■ Data provided ■
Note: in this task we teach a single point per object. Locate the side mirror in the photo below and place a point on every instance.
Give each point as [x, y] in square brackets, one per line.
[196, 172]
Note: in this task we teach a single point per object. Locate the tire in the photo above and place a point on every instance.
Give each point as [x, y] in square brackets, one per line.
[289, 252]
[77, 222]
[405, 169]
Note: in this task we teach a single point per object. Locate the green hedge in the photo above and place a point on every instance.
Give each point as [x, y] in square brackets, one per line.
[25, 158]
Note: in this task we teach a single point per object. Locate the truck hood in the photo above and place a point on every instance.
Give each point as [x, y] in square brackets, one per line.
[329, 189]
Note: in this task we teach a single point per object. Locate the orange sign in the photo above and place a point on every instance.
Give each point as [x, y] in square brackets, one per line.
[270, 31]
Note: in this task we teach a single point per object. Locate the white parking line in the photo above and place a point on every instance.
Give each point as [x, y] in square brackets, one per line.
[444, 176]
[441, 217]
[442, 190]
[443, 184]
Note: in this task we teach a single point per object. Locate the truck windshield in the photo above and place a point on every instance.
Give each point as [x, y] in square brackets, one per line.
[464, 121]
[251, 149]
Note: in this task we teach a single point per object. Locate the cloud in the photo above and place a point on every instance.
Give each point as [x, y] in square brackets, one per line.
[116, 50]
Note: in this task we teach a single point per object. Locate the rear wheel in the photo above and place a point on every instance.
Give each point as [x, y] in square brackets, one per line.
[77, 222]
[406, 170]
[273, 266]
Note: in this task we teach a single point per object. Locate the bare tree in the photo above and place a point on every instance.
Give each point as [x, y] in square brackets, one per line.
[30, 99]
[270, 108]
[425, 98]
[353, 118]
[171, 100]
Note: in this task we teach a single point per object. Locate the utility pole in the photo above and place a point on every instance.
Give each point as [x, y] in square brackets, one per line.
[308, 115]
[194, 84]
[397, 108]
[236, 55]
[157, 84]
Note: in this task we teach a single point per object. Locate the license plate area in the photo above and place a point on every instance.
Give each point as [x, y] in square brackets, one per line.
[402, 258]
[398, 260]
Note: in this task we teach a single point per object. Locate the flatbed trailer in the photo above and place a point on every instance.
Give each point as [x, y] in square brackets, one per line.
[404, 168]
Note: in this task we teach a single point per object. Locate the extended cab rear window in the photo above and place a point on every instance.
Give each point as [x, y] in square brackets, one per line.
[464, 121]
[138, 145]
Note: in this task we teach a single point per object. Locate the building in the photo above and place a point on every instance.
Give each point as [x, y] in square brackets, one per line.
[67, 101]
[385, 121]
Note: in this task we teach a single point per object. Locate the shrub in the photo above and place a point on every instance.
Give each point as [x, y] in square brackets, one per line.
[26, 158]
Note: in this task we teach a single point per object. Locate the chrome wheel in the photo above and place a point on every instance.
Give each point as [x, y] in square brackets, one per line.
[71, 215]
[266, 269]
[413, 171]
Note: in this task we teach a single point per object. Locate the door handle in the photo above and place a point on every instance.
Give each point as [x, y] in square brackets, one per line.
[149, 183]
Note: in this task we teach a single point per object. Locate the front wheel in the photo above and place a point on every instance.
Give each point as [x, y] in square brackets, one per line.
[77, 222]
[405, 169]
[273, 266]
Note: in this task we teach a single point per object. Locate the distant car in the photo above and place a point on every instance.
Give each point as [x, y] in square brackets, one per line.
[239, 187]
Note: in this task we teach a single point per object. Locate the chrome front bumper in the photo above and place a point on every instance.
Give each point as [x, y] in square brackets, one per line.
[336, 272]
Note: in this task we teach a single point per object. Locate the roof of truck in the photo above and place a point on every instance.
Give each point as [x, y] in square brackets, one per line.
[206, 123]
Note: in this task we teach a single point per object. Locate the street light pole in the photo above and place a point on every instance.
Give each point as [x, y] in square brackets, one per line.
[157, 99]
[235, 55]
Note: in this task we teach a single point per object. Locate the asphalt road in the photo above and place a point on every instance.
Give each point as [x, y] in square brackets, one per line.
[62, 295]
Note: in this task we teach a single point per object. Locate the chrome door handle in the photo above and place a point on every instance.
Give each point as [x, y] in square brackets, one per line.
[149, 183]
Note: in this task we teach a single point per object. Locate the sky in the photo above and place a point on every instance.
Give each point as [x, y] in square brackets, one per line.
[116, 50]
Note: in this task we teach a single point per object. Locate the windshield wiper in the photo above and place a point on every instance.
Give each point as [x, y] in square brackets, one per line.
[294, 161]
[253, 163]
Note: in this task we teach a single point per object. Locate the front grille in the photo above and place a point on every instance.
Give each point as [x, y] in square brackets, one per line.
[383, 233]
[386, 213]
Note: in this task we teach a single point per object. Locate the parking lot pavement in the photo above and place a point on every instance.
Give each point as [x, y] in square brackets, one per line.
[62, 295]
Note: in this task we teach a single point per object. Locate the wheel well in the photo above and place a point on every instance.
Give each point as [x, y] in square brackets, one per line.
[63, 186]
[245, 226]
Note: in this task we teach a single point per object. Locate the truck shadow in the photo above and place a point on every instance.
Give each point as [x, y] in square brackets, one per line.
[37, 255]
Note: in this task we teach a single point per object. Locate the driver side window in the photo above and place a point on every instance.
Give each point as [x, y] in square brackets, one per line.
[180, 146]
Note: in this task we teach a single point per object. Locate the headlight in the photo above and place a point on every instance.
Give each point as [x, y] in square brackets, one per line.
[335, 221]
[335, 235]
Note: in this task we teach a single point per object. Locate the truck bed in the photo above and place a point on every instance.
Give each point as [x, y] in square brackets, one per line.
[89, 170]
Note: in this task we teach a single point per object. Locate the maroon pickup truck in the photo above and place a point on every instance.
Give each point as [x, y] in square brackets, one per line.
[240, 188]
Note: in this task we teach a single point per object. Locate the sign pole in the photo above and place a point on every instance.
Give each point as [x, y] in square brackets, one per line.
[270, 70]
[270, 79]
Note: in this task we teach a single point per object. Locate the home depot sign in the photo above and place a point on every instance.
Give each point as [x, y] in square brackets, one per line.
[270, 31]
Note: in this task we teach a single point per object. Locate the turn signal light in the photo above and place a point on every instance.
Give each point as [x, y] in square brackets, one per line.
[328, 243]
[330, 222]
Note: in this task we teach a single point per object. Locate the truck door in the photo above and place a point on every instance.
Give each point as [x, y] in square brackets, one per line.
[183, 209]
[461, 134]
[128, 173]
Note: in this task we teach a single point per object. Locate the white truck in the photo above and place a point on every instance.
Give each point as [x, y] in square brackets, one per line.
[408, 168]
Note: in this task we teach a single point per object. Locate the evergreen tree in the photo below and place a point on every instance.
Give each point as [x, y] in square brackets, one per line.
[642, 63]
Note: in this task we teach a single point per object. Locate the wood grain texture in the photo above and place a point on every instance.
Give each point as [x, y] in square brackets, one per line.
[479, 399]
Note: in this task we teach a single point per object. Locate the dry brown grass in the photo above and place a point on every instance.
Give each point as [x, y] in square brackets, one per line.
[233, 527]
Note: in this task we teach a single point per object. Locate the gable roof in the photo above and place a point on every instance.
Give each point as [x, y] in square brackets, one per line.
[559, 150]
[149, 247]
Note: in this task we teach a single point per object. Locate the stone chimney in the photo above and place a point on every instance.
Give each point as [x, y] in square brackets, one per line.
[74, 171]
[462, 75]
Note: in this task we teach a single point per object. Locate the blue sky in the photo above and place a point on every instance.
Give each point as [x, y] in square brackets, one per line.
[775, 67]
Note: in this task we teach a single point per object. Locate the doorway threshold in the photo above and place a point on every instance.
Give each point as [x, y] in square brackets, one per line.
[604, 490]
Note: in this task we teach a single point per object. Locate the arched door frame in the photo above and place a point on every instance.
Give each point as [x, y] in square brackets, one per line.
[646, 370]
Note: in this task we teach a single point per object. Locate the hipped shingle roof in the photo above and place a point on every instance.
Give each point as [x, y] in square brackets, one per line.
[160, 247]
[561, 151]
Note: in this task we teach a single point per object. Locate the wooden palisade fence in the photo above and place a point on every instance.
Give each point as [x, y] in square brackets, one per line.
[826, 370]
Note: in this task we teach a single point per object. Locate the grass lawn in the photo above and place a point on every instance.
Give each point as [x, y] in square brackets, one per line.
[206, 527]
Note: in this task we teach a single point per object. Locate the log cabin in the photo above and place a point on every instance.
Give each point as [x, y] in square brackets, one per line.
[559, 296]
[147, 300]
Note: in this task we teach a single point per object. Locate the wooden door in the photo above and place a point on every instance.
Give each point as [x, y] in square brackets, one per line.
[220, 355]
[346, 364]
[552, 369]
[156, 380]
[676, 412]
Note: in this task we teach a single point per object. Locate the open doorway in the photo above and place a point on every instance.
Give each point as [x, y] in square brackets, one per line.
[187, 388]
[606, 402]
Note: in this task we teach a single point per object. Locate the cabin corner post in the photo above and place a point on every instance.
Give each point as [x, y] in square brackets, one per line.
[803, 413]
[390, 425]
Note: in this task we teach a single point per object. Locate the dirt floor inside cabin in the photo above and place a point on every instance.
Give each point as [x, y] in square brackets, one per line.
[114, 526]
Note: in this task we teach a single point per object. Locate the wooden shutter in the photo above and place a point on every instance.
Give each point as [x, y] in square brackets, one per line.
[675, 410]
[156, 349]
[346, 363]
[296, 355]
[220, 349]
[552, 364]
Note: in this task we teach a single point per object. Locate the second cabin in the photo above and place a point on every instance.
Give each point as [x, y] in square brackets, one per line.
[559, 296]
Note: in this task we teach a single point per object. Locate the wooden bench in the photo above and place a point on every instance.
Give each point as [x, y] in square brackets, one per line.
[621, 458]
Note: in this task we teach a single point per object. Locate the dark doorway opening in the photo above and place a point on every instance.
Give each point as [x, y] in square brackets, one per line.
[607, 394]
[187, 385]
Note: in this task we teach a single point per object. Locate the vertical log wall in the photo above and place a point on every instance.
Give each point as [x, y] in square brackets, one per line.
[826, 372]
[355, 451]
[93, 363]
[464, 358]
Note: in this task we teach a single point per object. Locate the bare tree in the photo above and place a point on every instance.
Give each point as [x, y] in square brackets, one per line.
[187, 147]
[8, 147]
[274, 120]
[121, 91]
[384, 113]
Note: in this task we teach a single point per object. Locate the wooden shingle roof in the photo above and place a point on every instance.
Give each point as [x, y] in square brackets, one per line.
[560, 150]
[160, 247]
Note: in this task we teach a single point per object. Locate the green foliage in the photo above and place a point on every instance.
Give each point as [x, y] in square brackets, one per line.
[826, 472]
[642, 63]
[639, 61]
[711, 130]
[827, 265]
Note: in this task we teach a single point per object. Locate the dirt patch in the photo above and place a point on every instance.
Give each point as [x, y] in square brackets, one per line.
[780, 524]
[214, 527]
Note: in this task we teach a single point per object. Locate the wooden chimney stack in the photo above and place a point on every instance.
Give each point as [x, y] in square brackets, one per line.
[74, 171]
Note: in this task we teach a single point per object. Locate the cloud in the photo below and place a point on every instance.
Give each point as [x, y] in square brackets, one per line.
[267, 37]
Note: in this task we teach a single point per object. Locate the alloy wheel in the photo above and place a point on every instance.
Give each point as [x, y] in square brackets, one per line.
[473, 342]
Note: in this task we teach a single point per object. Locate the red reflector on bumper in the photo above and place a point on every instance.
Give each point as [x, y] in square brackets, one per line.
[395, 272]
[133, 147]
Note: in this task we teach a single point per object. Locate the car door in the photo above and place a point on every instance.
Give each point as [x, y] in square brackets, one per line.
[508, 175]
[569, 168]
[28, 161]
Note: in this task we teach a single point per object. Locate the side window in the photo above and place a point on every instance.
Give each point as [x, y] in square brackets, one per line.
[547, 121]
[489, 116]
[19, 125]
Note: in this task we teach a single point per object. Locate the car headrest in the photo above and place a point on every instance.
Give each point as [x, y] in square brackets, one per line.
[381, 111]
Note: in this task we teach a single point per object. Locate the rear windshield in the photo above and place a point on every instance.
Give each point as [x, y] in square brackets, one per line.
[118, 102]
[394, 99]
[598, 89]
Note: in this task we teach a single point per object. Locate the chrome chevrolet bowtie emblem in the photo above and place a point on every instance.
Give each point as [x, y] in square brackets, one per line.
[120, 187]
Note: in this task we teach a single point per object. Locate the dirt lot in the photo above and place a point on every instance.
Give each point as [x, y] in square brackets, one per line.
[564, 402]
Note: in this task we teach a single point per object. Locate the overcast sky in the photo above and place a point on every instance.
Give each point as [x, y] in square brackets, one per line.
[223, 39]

■ Problem to solve ■
Copy whichever lines of the records above contain the word "bumper".

■ Solution below ■
Note: in this task we teach a single point per object. Locate the chrome front bumper in the photo above and place a point on every instance.
Note: in this task we teach a single point per object. Locate the red reflector on bumper in the photo above and place a point on every instance.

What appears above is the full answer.